[Testo fornito]:

Coronavirus

L'Inps svela i veri numeri dei morti: la cifra choc sul Coronavirus

I veri numeri del Coronavirus: mancano oltre 20mila morti all'appello, l'Inps cerca di definire con precisione l'andamento della curva dei decessi dall'inizio del 2020

L'Inps svela i veri numeri dei morti: la cifra choc sul Coronavirus

L'Istituto nazionale di previdenza sociale (Inps) torna sul numero complessivo di vittime del Coronavirus, denunciando una sottostima del totale da parte della Protezione civile. Mancherebbero almeno 20mila morti, facendo riferimento come parametro di valutazione all'analisi della mortalità registrata durante i mesi di diffusione della pandemia. "La quantificazione dei decessi per Coronavirus, condotta utilizzando il numero di pazienti deceduti positivi fornito su base giornaliera dal dipartimento della Protezione civile, è considerata poco attendibile" rivela l'ente in un comunicato riportato da AdnKronos, "in quanto influenzata non solo dalla modalità di classificazione della causa di morte, ma anche dall'esecuzione di un test di positività al virus".

Non solo, anche il luogo in cui un decesso si è verificato può divenire un elemento fondamentale su base statistica in grado di alterare i numeri complessivi. "Mentre è molto probabile che il test venga effettuato in ambito ospedaliero, è molto difficile che questo venga effettuato se il decesso avviene in casa", si legge ancora nel documento.

"Il periodo dal 1° gennaio al 28 febbraio 2020 registra un numero di decessi inferiore di 10.148 rispetto ai 124.662 attesi dalla baseline. Il periodo dal 1° marzo al 30 aprile 2020 registra un aumento di 46.909 decessi rispetto ai 109.520 attesi. Il numero di morti dichiarate come Covid-19 nello stesso periodo è stato di 27.938. A questo punto ci si può chiedere: quali sono i motivi di un ulteriore aumento di decessi pari a 18.971, di cui 18.412 tutti al Nord?", si domanda l'Inps, cercando poi di trovare una risposta plausibile per il quesito. "Tenuto conto che il numero di decessi è piuttosto stabile nel tempo, con le dovute cautele, possiamo attribuire una gran parte dei maggiori decessi avvenuti negli ultimi due mesi, rispetto a quelli della baseline riferita allo stesso periodo, all'epidemia in atto".

[Domande]:
**a.** Nell'articolo sui decessi da Coronavirus, di quanto aumentano i decessi tra il 1° marzo e il 30 aprile 2020 rispetto a quelli attesi?
**b.** Riprendi l'articolo sui decessi da Coronavirus e scrivine il seguito dopo l'ultima frase riportata.
Le righe del dataset qui sotto non servono per svolgere il lavoro.

(Estratti da un dataset)
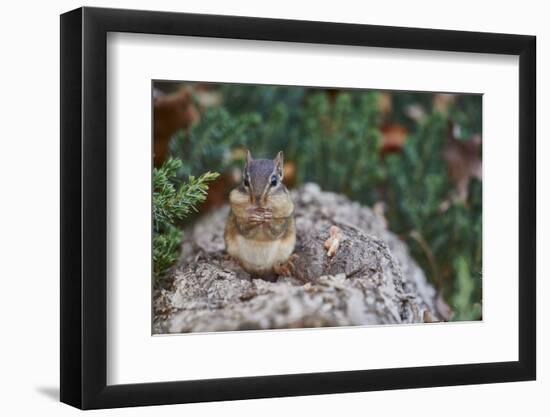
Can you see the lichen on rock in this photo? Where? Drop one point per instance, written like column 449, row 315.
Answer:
column 370, row 280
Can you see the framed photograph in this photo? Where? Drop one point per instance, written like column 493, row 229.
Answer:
column 258, row 208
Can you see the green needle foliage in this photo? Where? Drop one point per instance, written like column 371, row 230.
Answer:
column 172, row 201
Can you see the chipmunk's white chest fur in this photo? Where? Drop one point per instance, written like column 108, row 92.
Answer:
column 261, row 255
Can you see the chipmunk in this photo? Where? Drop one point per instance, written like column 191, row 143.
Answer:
column 260, row 232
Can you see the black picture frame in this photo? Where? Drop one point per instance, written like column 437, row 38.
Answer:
column 84, row 207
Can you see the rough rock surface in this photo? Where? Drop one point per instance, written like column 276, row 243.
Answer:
column 370, row 280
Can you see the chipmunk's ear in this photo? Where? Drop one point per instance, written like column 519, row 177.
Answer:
column 279, row 160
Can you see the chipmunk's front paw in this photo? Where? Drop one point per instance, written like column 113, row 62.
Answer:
column 287, row 268
column 259, row 215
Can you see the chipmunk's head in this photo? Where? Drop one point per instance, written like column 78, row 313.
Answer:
column 263, row 178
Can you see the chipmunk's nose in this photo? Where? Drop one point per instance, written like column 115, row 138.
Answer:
column 258, row 199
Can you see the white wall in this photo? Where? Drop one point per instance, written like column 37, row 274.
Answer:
column 29, row 266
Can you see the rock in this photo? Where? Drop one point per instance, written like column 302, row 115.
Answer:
column 370, row 280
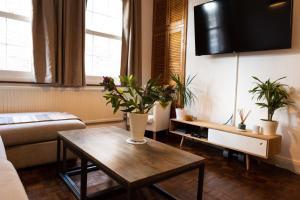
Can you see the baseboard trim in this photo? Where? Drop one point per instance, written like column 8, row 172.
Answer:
column 286, row 163
column 99, row 121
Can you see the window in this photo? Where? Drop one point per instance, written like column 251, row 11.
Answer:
column 103, row 39
column 16, row 57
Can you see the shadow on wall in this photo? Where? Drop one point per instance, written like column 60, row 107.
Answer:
column 204, row 102
column 291, row 130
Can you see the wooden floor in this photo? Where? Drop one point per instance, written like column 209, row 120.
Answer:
column 224, row 179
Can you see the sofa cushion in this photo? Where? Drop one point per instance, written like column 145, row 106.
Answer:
column 10, row 184
column 2, row 151
column 28, row 133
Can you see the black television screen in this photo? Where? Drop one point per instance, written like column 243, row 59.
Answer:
column 224, row 26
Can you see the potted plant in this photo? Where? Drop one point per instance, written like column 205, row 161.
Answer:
column 135, row 100
column 243, row 117
column 271, row 95
column 184, row 94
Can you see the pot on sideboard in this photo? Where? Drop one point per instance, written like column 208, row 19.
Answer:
column 268, row 127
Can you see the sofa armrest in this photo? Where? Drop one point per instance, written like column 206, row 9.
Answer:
column 11, row 185
column 2, row 150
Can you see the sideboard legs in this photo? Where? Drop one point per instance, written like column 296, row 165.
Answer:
column 247, row 162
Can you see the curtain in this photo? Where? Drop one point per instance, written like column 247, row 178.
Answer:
column 131, row 39
column 58, row 28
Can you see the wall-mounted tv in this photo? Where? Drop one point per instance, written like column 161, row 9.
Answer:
column 225, row 26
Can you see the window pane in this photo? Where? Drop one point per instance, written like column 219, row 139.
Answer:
column 2, row 30
column 15, row 37
column 19, row 7
column 105, row 58
column 105, row 16
column 103, row 54
column 2, row 56
column 14, row 28
column 18, row 59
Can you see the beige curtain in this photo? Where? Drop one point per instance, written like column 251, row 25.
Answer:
column 131, row 39
column 58, row 28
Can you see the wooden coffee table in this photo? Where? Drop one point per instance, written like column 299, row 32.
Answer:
column 131, row 166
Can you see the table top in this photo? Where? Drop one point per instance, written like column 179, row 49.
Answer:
column 132, row 164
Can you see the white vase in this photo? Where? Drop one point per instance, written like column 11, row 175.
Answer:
column 268, row 127
column 180, row 113
column 138, row 123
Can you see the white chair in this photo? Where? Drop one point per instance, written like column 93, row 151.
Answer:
column 158, row 119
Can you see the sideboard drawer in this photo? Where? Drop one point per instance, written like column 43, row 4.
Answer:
column 241, row 143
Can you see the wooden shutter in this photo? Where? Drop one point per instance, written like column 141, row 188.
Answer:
column 175, row 54
column 177, row 12
column 169, row 32
column 158, row 55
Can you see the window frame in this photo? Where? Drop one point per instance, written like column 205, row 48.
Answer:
column 95, row 80
column 16, row 76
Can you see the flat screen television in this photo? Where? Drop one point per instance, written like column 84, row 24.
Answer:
column 225, row 26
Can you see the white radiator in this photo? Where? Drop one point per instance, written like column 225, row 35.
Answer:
column 87, row 103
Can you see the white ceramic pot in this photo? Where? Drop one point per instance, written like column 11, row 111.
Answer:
column 268, row 127
column 138, row 123
column 180, row 113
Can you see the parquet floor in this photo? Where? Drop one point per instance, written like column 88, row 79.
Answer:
column 224, row 180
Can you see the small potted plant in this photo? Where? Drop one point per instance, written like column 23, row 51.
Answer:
column 243, row 117
column 271, row 95
column 136, row 100
column 184, row 94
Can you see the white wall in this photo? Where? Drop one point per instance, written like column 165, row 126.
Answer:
column 147, row 16
column 216, row 76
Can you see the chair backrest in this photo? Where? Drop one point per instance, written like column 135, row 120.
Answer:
column 161, row 117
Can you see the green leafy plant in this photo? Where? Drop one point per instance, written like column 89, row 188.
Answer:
column 271, row 95
column 134, row 99
column 184, row 94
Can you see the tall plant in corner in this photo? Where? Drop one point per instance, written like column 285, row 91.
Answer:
column 271, row 95
column 184, row 94
column 136, row 100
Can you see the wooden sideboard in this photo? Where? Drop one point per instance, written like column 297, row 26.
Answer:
column 229, row 137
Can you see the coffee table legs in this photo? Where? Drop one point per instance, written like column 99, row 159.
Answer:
column 129, row 195
column 83, row 184
column 200, row 182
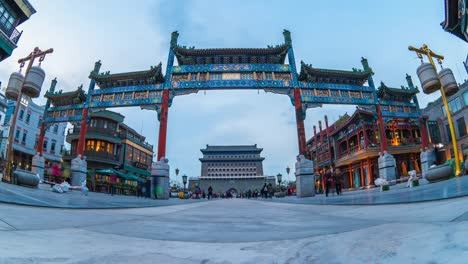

[Risposte alle domande]:
**a.** Di 46.909 decessi rispetto ai 109.520 attesi.

**b.**
Una mortalità, in effetti, incrementatasi nettamente nei mesi dell'epidemia, dato che l'inizio del 2020 era stato caratterizzato da un calo del parametro in questione. "Il 2020, tra gennaio e febbraio, si avviava ad essere un anno con una mortalità inferiore a quella attesa, considerando la media tracciata dalla 'baselinè statistica: -8% in media, -7% per gli uomini e -9% per le donne, di cui -9% al Nord, -9% al Centro e -7% al Sud. Quanto alle classi d'età, la diminuzione più forte si era registrata fra 0 e 49 anni (-13%), poi 60-69 anni (-12%), 70-79 anni (-10%), 80-89 anni (-9%), 50-59 anni e da 90 anni in su (-4%)". Un calo registrato in tutte le province italiane, fatta eccezione per Matera, Vibo Valentia e Teramo.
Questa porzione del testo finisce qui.